§ Exercise 1
Write out the post on duplicate timer callbacks from "[Ovmsdev] Duplicate timer" up to and including "are all periodic.".
§ Exercise 2
Extend the post on duplicate timer callbacks, picking up after its final sentence.

§ Provided text
[BEGIN]
[Ovmsdev] Duplicate timer callbacks

Michael Balzer dexter at expeedo.de
Sat Jan 15 22:13:03 HKT 2022


I've added a tick count check to the core tickers and to the VW e-Up and 
Renault Twizy timer callbacks, which are all periodic.

Code template: insert this at the top of your timer callback:

   // Workaround for FreeRTOS duplicate timer callback bug
   // (see https://github.com/espressif/esp-idf/issues/8234)
   static TickType_t last_tick = 0;
   TickType_t tick = xTaskGetTickCount();
   if (tick < last_tick + xTimerGetPeriod(timer) - 3) return;
   last_tick = tick;

This should also work for a single shot timer, unless it can be reused 
with a shorter period (that's the case with the event timer pool).
[END]
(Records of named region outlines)
[BEGIN]
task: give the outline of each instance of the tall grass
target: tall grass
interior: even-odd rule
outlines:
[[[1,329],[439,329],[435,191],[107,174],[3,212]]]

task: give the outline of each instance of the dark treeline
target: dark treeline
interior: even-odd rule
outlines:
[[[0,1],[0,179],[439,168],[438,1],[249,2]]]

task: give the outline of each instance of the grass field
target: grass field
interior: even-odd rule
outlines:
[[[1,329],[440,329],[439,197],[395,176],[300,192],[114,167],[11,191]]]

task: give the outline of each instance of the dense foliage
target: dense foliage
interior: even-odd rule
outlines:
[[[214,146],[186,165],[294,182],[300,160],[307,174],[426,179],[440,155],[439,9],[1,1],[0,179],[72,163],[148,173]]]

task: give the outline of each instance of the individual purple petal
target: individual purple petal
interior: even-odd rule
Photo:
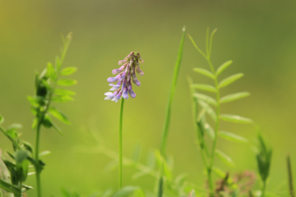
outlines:
[[[144,63],[144,60],[143,60],[143,59],[141,58],[141,56],[140,55],[140,53],[139,52],[137,52],[136,53],[137,56],[138,56],[138,59],[139,60],[139,61],[142,64]]]
[[[131,69],[130,69],[128,70],[128,75],[127,77],[127,79],[128,81],[129,81],[129,80],[131,79]]]
[[[122,92],[122,97],[126,99],[128,98],[128,88],[127,87],[124,89]]]
[[[144,73],[143,71],[140,69],[138,67],[136,66],[136,70],[137,71],[137,72],[138,74],[139,74],[139,75],[140,76],[143,76],[144,75]]]
[[[118,79],[118,81],[120,82],[122,82],[123,79],[125,79],[126,76],[126,73],[125,72],[124,72],[122,74],[122,75],[121,75],[121,76]]]
[[[120,89],[120,88],[118,88],[116,90],[116,91],[114,92],[114,93],[113,93],[113,95],[115,97],[117,96],[118,94],[119,94],[118,92],[120,92],[120,91],[121,89]]]
[[[119,99],[121,98],[117,98],[116,97],[114,97],[111,100],[112,101],[115,101],[115,102],[117,102],[119,100]]]
[[[129,60],[131,59],[131,58],[132,56],[133,55],[135,52],[133,51],[132,51],[131,53],[129,54],[128,56],[126,57],[126,58],[124,58],[125,60]]]
[[[118,65],[123,65],[126,63],[128,62],[128,60],[120,60],[118,62]]]
[[[118,80],[118,79],[120,77],[121,74],[120,74],[116,75],[115,77],[109,77],[107,79],[107,81],[109,83],[113,83],[115,82]]]
[[[141,83],[140,82],[136,79],[134,80],[133,79],[133,83],[138,86],[139,86],[141,84]]]
[[[136,93],[132,90],[131,87],[131,89],[128,90],[128,93],[132,98],[133,98],[136,97]]]
[[[126,87],[128,88],[128,89],[129,89],[131,88],[131,79],[126,83]]]
[[[124,68],[126,67],[128,63],[127,62],[120,66],[120,68],[118,69],[114,69],[112,71],[112,74],[118,74],[118,73],[122,72],[123,70],[124,69]]]
[[[126,79],[125,79],[122,82],[122,87],[121,89],[124,89],[126,87]]]

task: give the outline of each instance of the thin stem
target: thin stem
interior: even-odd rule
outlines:
[[[290,196],[295,196],[294,189],[293,186],[293,176],[291,167],[291,160],[290,155],[287,156],[287,168],[288,169],[288,176],[289,182],[289,193]]]
[[[181,66],[182,56],[183,55],[183,46],[184,40],[185,38],[185,32],[186,27],[184,26],[182,29],[183,33],[181,38],[181,41],[179,47],[178,52],[178,56],[175,64],[175,69],[174,71],[174,76],[173,77],[173,81],[169,94],[168,98],[166,107],[165,116],[165,124],[163,130],[162,136],[161,144],[160,146],[160,154],[161,159],[160,165],[160,166],[159,178],[157,185],[157,196],[161,197],[163,196],[163,165],[164,160],[165,154],[165,148],[166,147],[168,135],[168,129],[170,126],[170,121],[171,110],[173,100],[175,95],[175,91],[177,85],[177,81],[179,75],[179,72]]]
[[[40,139],[40,127],[41,123],[40,121],[38,122],[37,126],[35,138],[35,160],[37,164],[39,164],[39,141]],[[36,171],[36,192],[38,197],[41,196],[41,187],[40,184],[40,173],[41,170],[38,166],[35,165],[35,170]]]
[[[264,181],[263,182],[263,187],[262,188],[262,194],[261,195],[261,197],[264,197],[265,195],[265,188],[266,187],[266,180]]]
[[[122,116],[123,112],[123,104],[124,99],[121,99],[120,103],[120,112],[119,113],[119,188],[120,190],[122,187]]]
[END]
§ Written answer 1
[Ovmsdev] Duplicate timer callbacks

Michael Balzer dexter at expeedo.de
Sat Jan 15 22:13:03 HKT 2022


I've added a tick count check to the core tickers and to the VW e-Up and 
Renault Twizy timer callbacks, which are all periodic.

§ Written answer 2
The "-3" accomodates for delayed timer callback execution. Note that 
this dupe detection therefore depends on the period being higher than 3 
ticks (30 ms), which is the case for all current periodic timers 
(fastest is the 100 ms = 10 ticks timer for the Twizy kickdown).

Regards,
Michael


Am 15.01.22 um 11:08 schrieb Michael Balzer:
> The effect also affects periodic timers, but with a very low frequency.
>
> Extended test & results:
> https://github.com/espressif/esp-idf/issues/8234#issuecomment-1013650548
>
> The test run had 3 periodic callback dupes while counting 5912 single 
> shot callback dupes.
>
> Timer usages in the OVMS aside events are a) the housekeeping per 
> second timer, from which the monotictime and all standard tickers are 
> derived, and b) the update ticker for websocket connections.
>
> Vehicles using timers are: Nissan Leaf, Tesla Roadster, Renault Twizy 
> & VW e-Up. I suggest the respective maintainers check their timer uses 
> for issues that might result from a duplicate callback.
>
> The event timer already detects duplicate invocations and produces the 
> log warning (see below) on this.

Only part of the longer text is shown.